(Deskripsi Tugas):
Sunting baris-baris mulai dari baris yang memuat "Exercise. Point out the window" sampai akhir entri, lalu tuliskan hanya baris-baris itu. Ganti "window" dengan "door" dan biarkan selebihnya tetap sama.

(Entri yang Disediakan):
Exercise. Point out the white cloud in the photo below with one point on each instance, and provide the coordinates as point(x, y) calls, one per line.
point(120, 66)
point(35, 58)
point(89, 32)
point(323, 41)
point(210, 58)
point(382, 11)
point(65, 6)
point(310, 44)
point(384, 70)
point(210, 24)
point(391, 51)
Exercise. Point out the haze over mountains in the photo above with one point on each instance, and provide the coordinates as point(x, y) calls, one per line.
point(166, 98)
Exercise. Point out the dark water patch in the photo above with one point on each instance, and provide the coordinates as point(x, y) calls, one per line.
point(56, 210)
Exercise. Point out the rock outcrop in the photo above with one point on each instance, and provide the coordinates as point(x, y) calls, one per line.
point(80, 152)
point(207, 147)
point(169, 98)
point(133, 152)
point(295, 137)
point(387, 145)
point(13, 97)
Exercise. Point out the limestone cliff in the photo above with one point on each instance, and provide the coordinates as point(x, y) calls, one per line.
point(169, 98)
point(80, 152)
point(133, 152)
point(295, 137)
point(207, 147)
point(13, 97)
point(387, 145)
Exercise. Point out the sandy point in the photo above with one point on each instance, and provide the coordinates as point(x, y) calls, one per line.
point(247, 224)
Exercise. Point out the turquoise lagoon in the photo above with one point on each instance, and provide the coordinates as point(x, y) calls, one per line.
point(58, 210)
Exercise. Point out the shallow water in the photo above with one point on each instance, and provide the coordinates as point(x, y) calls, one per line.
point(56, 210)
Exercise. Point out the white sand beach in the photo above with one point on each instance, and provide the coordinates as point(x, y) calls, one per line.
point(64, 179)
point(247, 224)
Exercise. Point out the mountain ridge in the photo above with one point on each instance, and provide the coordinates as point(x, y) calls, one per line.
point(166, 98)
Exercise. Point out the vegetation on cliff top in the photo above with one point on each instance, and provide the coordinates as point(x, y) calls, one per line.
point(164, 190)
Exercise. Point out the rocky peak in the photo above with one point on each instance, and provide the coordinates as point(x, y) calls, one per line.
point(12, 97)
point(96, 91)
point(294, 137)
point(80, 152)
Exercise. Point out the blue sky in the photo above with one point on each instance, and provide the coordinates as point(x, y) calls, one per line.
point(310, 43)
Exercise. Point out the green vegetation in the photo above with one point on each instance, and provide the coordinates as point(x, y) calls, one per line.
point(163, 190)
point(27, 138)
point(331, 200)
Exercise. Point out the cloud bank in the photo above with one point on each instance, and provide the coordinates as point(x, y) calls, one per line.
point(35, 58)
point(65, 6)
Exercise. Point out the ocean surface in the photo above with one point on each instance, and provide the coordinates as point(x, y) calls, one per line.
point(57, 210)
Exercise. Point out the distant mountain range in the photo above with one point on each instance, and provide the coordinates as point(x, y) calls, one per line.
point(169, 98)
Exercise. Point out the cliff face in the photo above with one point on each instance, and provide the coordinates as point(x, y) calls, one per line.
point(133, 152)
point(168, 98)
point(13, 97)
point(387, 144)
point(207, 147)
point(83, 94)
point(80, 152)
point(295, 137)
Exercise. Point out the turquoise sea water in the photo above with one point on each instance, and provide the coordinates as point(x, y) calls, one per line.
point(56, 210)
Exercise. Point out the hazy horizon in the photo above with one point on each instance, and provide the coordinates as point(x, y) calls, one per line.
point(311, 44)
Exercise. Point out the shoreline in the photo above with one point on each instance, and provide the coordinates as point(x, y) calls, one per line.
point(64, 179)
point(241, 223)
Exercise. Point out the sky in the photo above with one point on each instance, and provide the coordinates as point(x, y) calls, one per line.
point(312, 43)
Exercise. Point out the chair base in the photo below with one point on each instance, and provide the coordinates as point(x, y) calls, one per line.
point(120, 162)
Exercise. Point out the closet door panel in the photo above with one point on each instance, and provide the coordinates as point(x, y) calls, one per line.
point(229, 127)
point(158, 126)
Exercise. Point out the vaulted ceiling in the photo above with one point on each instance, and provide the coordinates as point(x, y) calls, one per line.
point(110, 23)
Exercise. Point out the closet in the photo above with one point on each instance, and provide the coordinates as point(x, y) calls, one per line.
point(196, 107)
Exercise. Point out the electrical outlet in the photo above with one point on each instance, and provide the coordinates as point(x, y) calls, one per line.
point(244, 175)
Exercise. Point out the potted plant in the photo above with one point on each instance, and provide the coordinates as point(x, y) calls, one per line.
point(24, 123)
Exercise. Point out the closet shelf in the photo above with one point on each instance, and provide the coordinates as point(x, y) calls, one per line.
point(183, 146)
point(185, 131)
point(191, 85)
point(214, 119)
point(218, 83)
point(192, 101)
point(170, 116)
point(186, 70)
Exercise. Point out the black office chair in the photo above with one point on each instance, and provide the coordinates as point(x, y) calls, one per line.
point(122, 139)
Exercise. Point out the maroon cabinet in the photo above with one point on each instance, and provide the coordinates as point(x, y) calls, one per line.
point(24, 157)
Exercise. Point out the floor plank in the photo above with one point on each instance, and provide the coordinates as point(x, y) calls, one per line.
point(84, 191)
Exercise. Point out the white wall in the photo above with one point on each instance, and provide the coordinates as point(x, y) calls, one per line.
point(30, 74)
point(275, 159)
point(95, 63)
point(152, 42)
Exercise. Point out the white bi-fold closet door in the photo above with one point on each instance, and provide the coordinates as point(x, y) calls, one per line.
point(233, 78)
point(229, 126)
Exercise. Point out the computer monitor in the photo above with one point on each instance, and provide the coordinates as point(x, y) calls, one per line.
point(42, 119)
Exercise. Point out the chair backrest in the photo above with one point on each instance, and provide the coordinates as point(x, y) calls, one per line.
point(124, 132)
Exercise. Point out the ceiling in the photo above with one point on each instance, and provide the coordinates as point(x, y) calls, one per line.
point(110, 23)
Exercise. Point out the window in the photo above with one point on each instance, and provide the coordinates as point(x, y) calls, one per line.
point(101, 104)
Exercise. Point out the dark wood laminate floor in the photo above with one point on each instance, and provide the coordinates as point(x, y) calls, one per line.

(Penyelesaian):
Exercise. Point out the door in the photo above with one point on each instance, and provide the coordinates as point(x, y) calls, one per line.
point(101, 104)
Exercise. Point out the dark wood laminate floor in the photo above with one point on each instance, and provide the coordinates as point(x, y) calls, one per line.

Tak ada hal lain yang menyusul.